=== Exercise data ===

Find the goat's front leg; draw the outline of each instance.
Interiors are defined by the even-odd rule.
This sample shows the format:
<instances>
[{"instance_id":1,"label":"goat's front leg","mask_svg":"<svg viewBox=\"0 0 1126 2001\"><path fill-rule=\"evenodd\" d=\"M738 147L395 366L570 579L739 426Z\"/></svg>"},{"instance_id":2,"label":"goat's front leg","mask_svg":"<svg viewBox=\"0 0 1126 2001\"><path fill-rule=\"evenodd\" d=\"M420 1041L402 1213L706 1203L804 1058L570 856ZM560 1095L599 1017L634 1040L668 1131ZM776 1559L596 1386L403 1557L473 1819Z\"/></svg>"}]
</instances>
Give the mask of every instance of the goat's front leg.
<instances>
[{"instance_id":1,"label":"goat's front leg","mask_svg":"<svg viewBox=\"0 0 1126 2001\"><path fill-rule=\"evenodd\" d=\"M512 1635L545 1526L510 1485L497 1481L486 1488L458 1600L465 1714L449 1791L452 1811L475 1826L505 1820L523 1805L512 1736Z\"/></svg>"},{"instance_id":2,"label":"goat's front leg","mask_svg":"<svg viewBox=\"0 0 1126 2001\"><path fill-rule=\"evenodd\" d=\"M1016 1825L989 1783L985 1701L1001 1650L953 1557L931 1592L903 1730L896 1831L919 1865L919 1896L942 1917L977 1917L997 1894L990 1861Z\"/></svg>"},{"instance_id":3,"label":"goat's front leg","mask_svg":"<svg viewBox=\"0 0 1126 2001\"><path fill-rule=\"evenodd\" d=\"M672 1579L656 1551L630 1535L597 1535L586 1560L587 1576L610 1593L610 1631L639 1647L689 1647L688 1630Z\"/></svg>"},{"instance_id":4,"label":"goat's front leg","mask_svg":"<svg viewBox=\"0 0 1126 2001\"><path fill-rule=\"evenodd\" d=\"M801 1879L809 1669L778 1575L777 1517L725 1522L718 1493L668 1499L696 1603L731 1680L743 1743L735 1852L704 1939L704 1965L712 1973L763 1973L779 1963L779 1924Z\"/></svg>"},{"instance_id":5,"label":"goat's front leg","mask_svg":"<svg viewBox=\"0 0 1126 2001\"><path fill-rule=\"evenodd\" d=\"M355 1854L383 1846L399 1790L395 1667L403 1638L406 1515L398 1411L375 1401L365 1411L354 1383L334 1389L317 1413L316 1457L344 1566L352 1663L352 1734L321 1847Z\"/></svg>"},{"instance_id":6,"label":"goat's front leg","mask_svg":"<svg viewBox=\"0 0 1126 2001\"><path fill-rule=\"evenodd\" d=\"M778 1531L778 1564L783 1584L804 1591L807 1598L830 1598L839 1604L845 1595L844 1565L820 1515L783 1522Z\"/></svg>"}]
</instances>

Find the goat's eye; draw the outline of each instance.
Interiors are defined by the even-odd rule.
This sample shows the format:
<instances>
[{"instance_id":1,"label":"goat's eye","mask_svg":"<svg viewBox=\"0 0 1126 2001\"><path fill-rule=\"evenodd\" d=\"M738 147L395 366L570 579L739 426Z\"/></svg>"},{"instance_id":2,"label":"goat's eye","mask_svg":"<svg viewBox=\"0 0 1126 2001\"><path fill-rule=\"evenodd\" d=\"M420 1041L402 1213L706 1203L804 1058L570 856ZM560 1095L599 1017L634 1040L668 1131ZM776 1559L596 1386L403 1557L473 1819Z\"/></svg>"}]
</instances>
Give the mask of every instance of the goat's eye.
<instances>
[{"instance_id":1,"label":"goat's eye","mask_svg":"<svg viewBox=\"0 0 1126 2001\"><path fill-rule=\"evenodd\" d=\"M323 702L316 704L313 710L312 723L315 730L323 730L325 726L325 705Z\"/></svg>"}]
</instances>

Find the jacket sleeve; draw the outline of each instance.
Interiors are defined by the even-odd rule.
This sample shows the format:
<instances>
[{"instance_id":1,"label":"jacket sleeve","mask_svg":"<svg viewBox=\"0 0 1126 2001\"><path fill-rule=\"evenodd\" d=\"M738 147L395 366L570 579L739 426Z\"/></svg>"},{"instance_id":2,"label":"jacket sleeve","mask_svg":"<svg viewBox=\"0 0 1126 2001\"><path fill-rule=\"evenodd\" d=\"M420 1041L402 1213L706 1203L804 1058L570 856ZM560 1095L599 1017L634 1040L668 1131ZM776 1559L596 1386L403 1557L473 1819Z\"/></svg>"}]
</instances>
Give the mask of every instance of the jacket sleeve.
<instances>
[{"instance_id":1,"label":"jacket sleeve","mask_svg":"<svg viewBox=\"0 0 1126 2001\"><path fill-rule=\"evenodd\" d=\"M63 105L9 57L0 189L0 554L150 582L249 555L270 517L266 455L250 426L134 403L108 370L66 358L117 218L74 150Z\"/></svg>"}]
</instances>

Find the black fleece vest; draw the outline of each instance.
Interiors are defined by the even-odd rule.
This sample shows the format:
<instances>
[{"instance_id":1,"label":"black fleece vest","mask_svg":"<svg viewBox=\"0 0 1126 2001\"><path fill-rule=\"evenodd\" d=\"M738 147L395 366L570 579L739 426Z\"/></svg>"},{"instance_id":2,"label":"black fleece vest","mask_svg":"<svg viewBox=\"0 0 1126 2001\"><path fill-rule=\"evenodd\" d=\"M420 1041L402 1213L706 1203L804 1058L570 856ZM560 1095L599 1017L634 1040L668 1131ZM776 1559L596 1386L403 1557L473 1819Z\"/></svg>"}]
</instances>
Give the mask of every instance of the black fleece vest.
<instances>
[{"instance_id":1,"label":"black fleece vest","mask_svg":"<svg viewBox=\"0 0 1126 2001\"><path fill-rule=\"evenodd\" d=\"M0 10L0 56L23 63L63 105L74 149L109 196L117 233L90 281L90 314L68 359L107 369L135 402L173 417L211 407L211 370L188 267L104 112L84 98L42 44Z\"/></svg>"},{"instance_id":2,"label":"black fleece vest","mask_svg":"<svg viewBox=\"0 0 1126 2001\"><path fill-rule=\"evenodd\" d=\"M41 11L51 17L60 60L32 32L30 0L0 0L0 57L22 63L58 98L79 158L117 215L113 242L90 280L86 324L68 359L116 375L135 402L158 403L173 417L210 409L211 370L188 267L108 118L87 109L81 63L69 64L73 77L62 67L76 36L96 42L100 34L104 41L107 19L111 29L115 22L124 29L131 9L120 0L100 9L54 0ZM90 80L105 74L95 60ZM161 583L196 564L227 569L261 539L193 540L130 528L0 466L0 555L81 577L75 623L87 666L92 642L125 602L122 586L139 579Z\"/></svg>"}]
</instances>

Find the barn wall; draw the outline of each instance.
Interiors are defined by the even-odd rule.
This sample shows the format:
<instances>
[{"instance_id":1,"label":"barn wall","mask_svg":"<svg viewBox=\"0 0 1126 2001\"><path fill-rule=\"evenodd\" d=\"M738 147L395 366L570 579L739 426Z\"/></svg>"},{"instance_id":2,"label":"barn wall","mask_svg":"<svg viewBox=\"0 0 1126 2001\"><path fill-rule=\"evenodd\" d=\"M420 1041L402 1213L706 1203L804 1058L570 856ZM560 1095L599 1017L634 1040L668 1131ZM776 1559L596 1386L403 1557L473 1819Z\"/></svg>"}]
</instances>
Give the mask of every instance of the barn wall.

===

* [Exercise]
Please give all the lines above again, exactly as they read.

* [Written response]
Find the goat's front leg; draw the outline of each instance.
Interiors are defined by the even-odd rule.
This sample shows the format:
<instances>
[{"instance_id":1,"label":"goat's front leg","mask_svg":"<svg viewBox=\"0 0 1126 2001\"><path fill-rule=\"evenodd\" d=\"M738 147L395 366L570 579L739 426Z\"/></svg>"},{"instance_id":2,"label":"goat's front leg","mask_svg":"<svg viewBox=\"0 0 1126 2001\"><path fill-rule=\"evenodd\" d=\"M420 1041L402 1213L706 1203L804 1058L570 856ZM560 1095L599 1017L634 1040L668 1131ZM776 1559L596 1386L403 1557L473 1819Z\"/></svg>"}]
</instances>
Give the mask of every instance of the goat's front leg.
<instances>
[{"instance_id":1,"label":"goat's front leg","mask_svg":"<svg viewBox=\"0 0 1126 2001\"><path fill-rule=\"evenodd\" d=\"M512 1635L545 1526L510 1485L497 1481L486 1488L458 1600L465 1714L449 1791L452 1811L475 1826L505 1820L523 1805L512 1736Z\"/></svg>"},{"instance_id":2,"label":"goat's front leg","mask_svg":"<svg viewBox=\"0 0 1126 2001\"><path fill-rule=\"evenodd\" d=\"M1016 1825L989 1783L985 1701L1001 1650L953 1557L931 1592L903 1730L896 1831L919 1865L919 1896L942 1917L977 1917L997 1894L990 1861Z\"/></svg>"},{"instance_id":3,"label":"goat's front leg","mask_svg":"<svg viewBox=\"0 0 1126 2001\"><path fill-rule=\"evenodd\" d=\"M672 1579L656 1551L630 1535L597 1535L586 1560L587 1576L610 1593L610 1631L639 1647L689 1647L688 1630Z\"/></svg>"},{"instance_id":4,"label":"goat's front leg","mask_svg":"<svg viewBox=\"0 0 1126 2001\"><path fill-rule=\"evenodd\" d=\"M801 1879L809 1669L778 1575L777 1517L725 1522L718 1493L668 1499L696 1603L731 1680L743 1743L735 1852L704 1939L704 1965L712 1973L763 1973L779 1963L779 1924Z\"/></svg>"},{"instance_id":5,"label":"goat's front leg","mask_svg":"<svg viewBox=\"0 0 1126 2001\"><path fill-rule=\"evenodd\" d=\"M355 1854L383 1846L399 1790L395 1667L403 1638L406 1515L398 1411L375 1401L365 1411L354 1383L334 1389L317 1413L316 1457L344 1566L352 1663L352 1734L321 1847Z\"/></svg>"},{"instance_id":6,"label":"goat's front leg","mask_svg":"<svg viewBox=\"0 0 1126 2001\"><path fill-rule=\"evenodd\" d=\"M778 1531L778 1564L783 1584L804 1591L807 1598L830 1598L839 1604L845 1595L844 1565L820 1515L783 1522Z\"/></svg>"}]
</instances>

Find the goat's eye; draw the outline of each instance.
Interiors are defined by the even-odd rule.
This sample shows the format:
<instances>
[{"instance_id":1,"label":"goat's eye","mask_svg":"<svg viewBox=\"0 0 1126 2001\"><path fill-rule=\"evenodd\" d=\"M738 147L395 366L570 579L739 426Z\"/></svg>"},{"instance_id":2,"label":"goat's eye","mask_svg":"<svg viewBox=\"0 0 1126 2001\"><path fill-rule=\"evenodd\" d=\"M420 1041L402 1213L706 1203L804 1058L570 856ZM560 1095L599 1017L634 1040L668 1131ZM776 1559L596 1386L403 1557L473 1819Z\"/></svg>"}]
</instances>
Give the mask of every instance of the goat's eye.
<instances>
[{"instance_id":1,"label":"goat's eye","mask_svg":"<svg viewBox=\"0 0 1126 2001\"><path fill-rule=\"evenodd\" d=\"M323 702L316 704L313 710L312 723L315 730L323 730L325 726L325 705Z\"/></svg>"}]
</instances>

Find the jacket sleeve; draw the outline of each instance.
Interiors are defined by the even-odd rule.
This sample shows the format:
<instances>
[{"instance_id":1,"label":"jacket sleeve","mask_svg":"<svg viewBox=\"0 0 1126 2001\"><path fill-rule=\"evenodd\" d=\"M738 147L395 366L570 579L739 426Z\"/></svg>"},{"instance_id":2,"label":"jacket sleeve","mask_svg":"<svg viewBox=\"0 0 1126 2001\"><path fill-rule=\"evenodd\" d=\"M420 1041L402 1213L706 1203L804 1058L570 856ZM560 1095L599 1017L634 1040L668 1131ZM776 1559L596 1386L403 1557L473 1819Z\"/></svg>"}]
</instances>
Give the mask of every instance of the jacket sleeve.
<instances>
[{"instance_id":1,"label":"jacket sleeve","mask_svg":"<svg viewBox=\"0 0 1126 2001\"><path fill-rule=\"evenodd\" d=\"M63 105L9 57L0 189L0 554L150 582L249 555L270 517L266 455L250 426L134 403L108 370L66 358L117 218L74 150Z\"/></svg>"}]
</instances>

Find the black fleece vest; draw the outline of each instance.
Interiors are defined by the even-odd rule.
This sample shows the format:
<instances>
[{"instance_id":1,"label":"black fleece vest","mask_svg":"<svg viewBox=\"0 0 1126 2001\"><path fill-rule=\"evenodd\" d=\"M738 147L395 366L570 579L739 426Z\"/></svg>"},{"instance_id":2,"label":"black fleece vest","mask_svg":"<svg viewBox=\"0 0 1126 2001\"><path fill-rule=\"evenodd\" d=\"M420 1041L402 1213L706 1203L804 1058L570 856ZM560 1095L599 1017L634 1040L668 1131ZM776 1559L596 1386L403 1557L473 1819Z\"/></svg>"}]
</instances>
Give the mask of every instance of the black fleece vest.
<instances>
[{"instance_id":1,"label":"black fleece vest","mask_svg":"<svg viewBox=\"0 0 1126 2001\"><path fill-rule=\"evenodd\" d=\"M0 10L0 56L23 63L63 105L74 149L109 196L117 233L90 281L90 314L68 359L107 369L135 402L173 417L211 407L211 370L188 267L104 112L84 98L42 44Z\"/></svg>"},{"instance_id":2,"label":"black fleece vest","mask_svg":"<svg viewBox=\"0 0 1126 2001\"><path fill-rule=\"evenodd\" d=\"M41 11L51 17L60 60L32 32L30 0L0 0L0 57L22 63L58 98L79 158L117 215L113 242L90 280L86 324L68 359L116 375L135 402L158 403L173 417L210 409L211 370L188 267L108 118L87 109L81 63L69 64L73 77L62 67L76 36L96 42L100 34L104 41L107 19L111 29L115 22L124 29L131 9L120 0L100 9L54 0ZM90 80L105 74L95 60ZM161 583L196 564L227 569L261 539L193 540L130 528L0 466L0 555L81 577L75 623L87 666L92 642L125 602L122 586L139 579Z\"/></svg>"}]
</instances>

Find the barn wall; draw the outline of each instance.
Interiors are defined by the even-odd rule.
This sample shows the format:
<instances>
[{"instance_id":1,"label":"barn wall","mask_svg":"<svg viewBox=\"0 0 1126 2001\"><path fill-rule=\"evenodd\" d=\"M738 147L395 366L570 579L739 426Z\"/></svg>"},{"instance_id":2,"label":"barn wall","mask_svg":"<svg viewBox=\"0 0 1126 2001\"><path fill-rule=\"evenodd\" d=\"M420 1041L402 1213L706 1203L804 1058L570 856ZM560 1095L599 1017L634 1040L668 1131ZM776 1559L596 1386L403 1557L473 1819Z\"/></svg>"}]
</instances>
Give the mask of every instance of the barn wall.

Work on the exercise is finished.